• Records for the exercise:
▼
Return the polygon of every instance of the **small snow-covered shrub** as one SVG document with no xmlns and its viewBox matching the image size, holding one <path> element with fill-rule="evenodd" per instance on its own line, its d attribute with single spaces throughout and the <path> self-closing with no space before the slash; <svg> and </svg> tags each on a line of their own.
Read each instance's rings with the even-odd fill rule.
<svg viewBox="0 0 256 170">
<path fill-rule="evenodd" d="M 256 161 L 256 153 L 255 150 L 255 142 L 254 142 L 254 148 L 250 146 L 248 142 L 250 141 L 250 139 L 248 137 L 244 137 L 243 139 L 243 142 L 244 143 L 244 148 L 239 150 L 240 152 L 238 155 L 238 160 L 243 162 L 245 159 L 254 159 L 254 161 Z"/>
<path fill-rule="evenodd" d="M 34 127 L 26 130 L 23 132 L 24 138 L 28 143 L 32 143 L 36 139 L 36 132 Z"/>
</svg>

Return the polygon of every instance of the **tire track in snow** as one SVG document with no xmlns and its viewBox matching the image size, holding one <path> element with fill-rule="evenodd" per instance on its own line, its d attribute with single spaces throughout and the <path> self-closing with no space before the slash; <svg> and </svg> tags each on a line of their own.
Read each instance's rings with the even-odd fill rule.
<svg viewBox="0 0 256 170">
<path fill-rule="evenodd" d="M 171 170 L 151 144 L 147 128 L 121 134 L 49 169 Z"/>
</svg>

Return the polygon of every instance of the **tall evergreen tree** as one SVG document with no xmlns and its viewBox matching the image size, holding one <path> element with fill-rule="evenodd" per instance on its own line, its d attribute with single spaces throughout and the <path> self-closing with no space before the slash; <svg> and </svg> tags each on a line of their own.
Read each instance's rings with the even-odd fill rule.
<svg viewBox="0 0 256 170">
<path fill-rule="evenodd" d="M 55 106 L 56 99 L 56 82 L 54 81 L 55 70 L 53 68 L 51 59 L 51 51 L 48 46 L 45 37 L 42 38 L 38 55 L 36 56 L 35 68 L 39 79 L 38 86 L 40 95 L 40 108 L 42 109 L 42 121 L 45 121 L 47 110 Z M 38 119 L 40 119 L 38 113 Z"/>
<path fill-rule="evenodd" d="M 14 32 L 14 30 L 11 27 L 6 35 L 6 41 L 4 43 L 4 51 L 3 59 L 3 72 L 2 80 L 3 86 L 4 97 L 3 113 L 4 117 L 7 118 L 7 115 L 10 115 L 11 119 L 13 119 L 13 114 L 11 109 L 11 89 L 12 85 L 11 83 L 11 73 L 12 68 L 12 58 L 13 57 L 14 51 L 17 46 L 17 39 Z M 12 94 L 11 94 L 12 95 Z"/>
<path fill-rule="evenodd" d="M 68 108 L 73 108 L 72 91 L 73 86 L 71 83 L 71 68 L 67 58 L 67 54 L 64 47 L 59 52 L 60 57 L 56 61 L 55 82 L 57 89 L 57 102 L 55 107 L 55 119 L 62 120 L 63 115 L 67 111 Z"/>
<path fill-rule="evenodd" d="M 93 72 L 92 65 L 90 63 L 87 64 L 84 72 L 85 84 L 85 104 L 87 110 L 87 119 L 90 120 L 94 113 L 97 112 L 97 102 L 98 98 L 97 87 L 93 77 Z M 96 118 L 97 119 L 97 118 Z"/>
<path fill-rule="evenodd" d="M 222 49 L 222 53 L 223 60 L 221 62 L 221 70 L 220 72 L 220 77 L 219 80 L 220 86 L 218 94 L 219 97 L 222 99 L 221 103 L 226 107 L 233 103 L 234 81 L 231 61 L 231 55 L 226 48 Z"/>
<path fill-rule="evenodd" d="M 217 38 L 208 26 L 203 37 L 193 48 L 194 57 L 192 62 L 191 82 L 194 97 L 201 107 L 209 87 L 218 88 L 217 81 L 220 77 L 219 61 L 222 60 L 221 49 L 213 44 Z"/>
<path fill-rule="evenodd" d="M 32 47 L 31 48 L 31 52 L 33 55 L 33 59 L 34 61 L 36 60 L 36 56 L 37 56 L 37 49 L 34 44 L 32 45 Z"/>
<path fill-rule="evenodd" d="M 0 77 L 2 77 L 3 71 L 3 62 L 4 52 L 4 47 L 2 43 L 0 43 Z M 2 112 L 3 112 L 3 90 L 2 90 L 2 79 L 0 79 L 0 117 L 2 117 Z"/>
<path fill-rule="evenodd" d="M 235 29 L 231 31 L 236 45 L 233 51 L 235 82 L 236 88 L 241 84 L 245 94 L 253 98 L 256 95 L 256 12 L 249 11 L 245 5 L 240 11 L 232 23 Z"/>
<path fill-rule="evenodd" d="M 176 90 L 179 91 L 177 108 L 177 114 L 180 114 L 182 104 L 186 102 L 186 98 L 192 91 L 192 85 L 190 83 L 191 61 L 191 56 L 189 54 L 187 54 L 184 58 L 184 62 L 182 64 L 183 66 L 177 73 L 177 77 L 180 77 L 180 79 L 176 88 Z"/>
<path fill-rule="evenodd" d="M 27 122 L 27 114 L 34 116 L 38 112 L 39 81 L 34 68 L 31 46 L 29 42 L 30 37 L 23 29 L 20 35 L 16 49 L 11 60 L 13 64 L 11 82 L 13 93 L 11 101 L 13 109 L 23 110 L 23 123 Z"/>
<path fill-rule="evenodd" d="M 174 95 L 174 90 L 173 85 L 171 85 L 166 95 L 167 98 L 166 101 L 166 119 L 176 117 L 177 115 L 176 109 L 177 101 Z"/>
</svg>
▲
• Your goal:
Reproduce all of the entries above word for word, keeping every line unchanged.

• Worked solution:
Return the polygon of every instance of the **small snow-covered shrub** as one SVG document with no xmlns and its viewBox matching the image size, holding one <path> element with fill-rule="evenodd" per instance on its own line, its d attribute with single spaces throughout and the <path> self-closing with no space before the slash; <svg> and </svg> tags each on a line of their own.
Read each instance's rings with the even-odd fill rule.
<svg viewBox="0 0 256 170">
<path fill-rule="evenodd" d="M 256 161 L 256 153 L 255 150 L 255 142 L 254 142 L 254 148 L 250 146 L 248 142 L 250 141 L 250 139 L 248 137 L 244 137 L 243 139 L 243 142 L 244 143 L 244 148 L 239 150 L 240 152 L 238 155 L 238 160 L 243 162 L 245 159 L 254 159 L 254 161 Z"/>
<path fill-rule="evenodd" d="M 34 127 L 26 130 L 23 132 L 24 138 L 28 143 L 32 143 L 36 139 L 36 132 Z"/>
</svg>

Return the polygon of every instance of the **tire track in snow** as one SVG document with no xmlns and its viewBox matching the image size, holding one <path> element with fill-rule="evenodd" per instance on its own line, its d attribute with single spaces throughout and the <path> self-closing with no space before the slash; <svg> and </svg> tags each on a line of their own.
Read each instance's rings with the even-odd fill rule.
<svg viewBox="0 0 256 170">
<path fill-rule="evenodd" d="M 171 170 L 151 144 L 147 128 L 121 134 L 49 169 Z"/>
</svg>

Return the polygon of every instance of the **tall evergreen tree** as one SVG document with no xmlns and its viewBox matching the image size, holding one <path> element with fill-rule="evenodd" per instance on its own line, its d attribute with single spaces throughout and the <path> self-closing with no space before the slash; <svg> and </svg> tags each on a line of their own.
Read each instance's rings with the even-odd fill rule.
<svg viewBox="0 0 256 170">
<path fill-rule="evenodd" d="M 55 106 L 56 99 L 56 82 L 54 81 L 55 70 L 53 68 L 51 59 L 51 51 L 48 46 L 45 37 L 42 38 L 38 55 L 36 56 L 35 68 L 39 79 L 38 86 L 40 95 L 40 108 L 42 109 L 42 121 L 45 121 L 47 110 Z M 38 119 L 40 119 L 38 113 Z"/>
<path fill-rule="evenodd" d="M 14 32 L 14 30 L 11 27 L 6 35 L 6 41 L 4 43 L 4 51 L 3 59 L 3 72 L 2 80 L 3 86 L 4 97 L 3 113 L 4 117 L 7 118 L 7 115 L 10 115 L 11 119 L 13 119 L 13 114 L 11 109 L 11 89 L 12 85 L 11 83 L 11 73 L 12 68 L 12 58 L 13 57 L 14 51 L 17 46 L 17 39 Z M 12 94 L 11 94 L 12 95 Z"/>
<path fill-rule="evenodd" d="M 68 108 L 73 108 L 72 91 L 73 86 L 71 83 L 71 68 L 67 58 L 67 54 L 64 47 L 59 52 L 60 57 L 56 61 L 55 82 L 57 89 L 57 102 L 55 107 L 55 119 L 62 120 L 63 115 L 67 111 Z"/>
<path fill-rule="evenodd" d="M 93 72 L 92 65 L 90 63 L 87 64 L 84 72 L 85 84 L 85 104 L 87 110 L 87 119 L 90 120 L 94 113 L 97 112 L 97 102 L 98 98 L 97 87 L 93 77 Z M 96 118 L 97 119 L 97 118 Z"/>
<path fill-rule="evenodd" d="M 222 49 L 222 53 L 223 60 L 221 62 L 221 70 L 220 72 L 220 77 L 219 80 L 220 86 L 218 94 L 219 97 L 222 99 L 221 103 L 226 107 L 233 103 L 234 81 L 231 61 L 231 55 L 226 48 Z"/>
<path fill-rule="evenodd" d="M 217 38 L 208 26 L 203 37 L 193 48 L 194 57 L 192 62 L 191 82 L 194 97 L 201 107 L 209 87 L 218 88 L 217 81 L 220 77 L 219 61 L 222 60 L 221 49 L 213 44 Z"/>
<path fill-rule="evenodd" d="M 32 47 L 31 48 L 31 52 L 33 55 L 33 59 L 34 61 L 36 60 L 36 56 L 37 56 L 37 49 L 34 44 L 32 45 Z"/>
<path fill-rule="evenodd" d="M 0 77 L 2 77 L 3 71 L 3 62 L 4 52 L 4 47 L 2 43 L 0 43 Z M 2 112 L 3 112 L 3 90 L 2 90 L 2 79 L 0 79 L 0 117 L 2 117 Z"/>
<path fill-rule="evenodd" d="M 235 29 L 231 31 L 236 45 L 233 51 L 235 82 L 236 88 L 241 84 L 245 94 L 253 98 L 256 95 L 256 12 L 249 11 L 245 5 L 240 11 L 232 23 Z"/>
<path fill-rule="evenodd" d="M 176 90 L 179 91 L 177 108 L 177 114 L 180 114 L 182 104 L 186 102 L 186 98 L 192 91 L 192 85 L 190 83 L 191 61 L 191 56 L 189 54 L 187 54 L 184 58 L 184 62 L 182 64 L 183 66 L 177 73 L 177 77 L 180 77 L 180 79 L 176 88 Z"/>
<path fill-rule="evenodd" d="M 27 122 L 27 114 L 34 116 L 38 112 L 39 81 L 34 68 L 31 46 L 29 42 L 30 37 L 23 29 L 20 35 L 16 49 L 11 60 L 13 64 L 11 82 L 13 93 L 11 101 L 13 109 L 23 110 L 23 123 Z"/>
<path fill-rule="evenodd" d="M 174 95 L 174 90 L 173 85 L 171 85 L 166 95 L 167 98 L 166 101 L 166 119 L 176 117 L 177 115 L 176 109 L 177 101 Z"/>
</svg>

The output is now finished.